## BEGIN QUOTED TEXT

The politicalization of philosophy often means taking unpopular positions. This was true in the 1940s, when in the midst of its battle with Nazism, Dunayevskaya denounced Stalin’s USSR as state-capitalist; it was true in the 1960s and 70s, when we denounced Maoism at a time when much of the Left (both the white and Black Left) fervently embraced it; it was true in the 1990s when we stood virtually alone in the Marxist Left in supporting Bosnia’s struggle against Serbia’s genocide; and it is true today with our response to Russia’s invasion of Ukraine. Politicalizing philosophy brings out the distinctiveness of a humanist Marxism—which inevitably sparks controversy.

## END QUOTED TEXT
## BEGIN RAW RECORDS

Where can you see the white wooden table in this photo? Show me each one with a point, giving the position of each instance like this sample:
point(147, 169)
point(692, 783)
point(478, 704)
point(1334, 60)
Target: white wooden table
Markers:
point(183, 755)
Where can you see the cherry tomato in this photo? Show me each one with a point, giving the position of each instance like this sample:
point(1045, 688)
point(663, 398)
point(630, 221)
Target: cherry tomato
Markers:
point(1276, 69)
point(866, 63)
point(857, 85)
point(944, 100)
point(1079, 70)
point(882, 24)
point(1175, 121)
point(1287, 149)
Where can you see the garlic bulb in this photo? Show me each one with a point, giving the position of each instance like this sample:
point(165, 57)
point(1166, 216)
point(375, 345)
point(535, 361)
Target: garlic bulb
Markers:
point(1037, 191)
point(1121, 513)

## END RAW RECORDS

**EXERCISE TASKS:**
(a) Please extract the passage on politicalizing philosophy from "The politicalization of" to "inevitably sparks controversy.".
(b) In the passage on politicalizing philosophy, what did Dunayevskaya denounce Stalin's USSR as?
(c) Carry on the passage on politicalizing philosophy from its final sentence.
The data is separate from the passage on politicalizing philosophy.

**REPLIES:**
(a)
The politicalization of philosophy often means taking unpopular positions. This was true in the 1940s, when in the midst of its battle with Nazism, Dunayevskaya denounced Stalin’s USSR as state-capitalist; it was true in the 1960s and 70s, when we denounced Maoism at a time when much of the Left (both the white and Black Left) fervently embraced it; it was true in the 1990s when we stood virtually alone in the Marxist Left in supporting Bosnia’s struggle against Serbia’s genocide; and it is true today with our response to Russia’s invasion of Ukraine. Politicalizing philosophy brings out the distinctiveness of a humanist Marxism—which inevitably sparks controversy.

(b) State-capitalist.

(c)
At the same time, as the Call for Convention states, “It is essential that our organization conduct itself in accordance with the democratic and humanist principles that we espouse in our theoretical endeavors. Although in its infancy, we have begun this by exploring how transformative justice can enable our organization to align our theory and practice more closely to Marxist-Humanist principles. This is especially important at critical turning points in history that bring uncertainty, anxiety, and disagreements. Questions we need to explore include: how can our organization work out internal conflicts in more humanistic and non-punitive ways? Given the level of participation of women and other marginalized groups, what are some ways we can prioritize these voices that often get ‘left behind’ because they may have a greater burden of caring labor? How can the IMHO engage more consistently in reflection, healing, and community building so that all our members can feel safe, heard and empowered in our spaces?”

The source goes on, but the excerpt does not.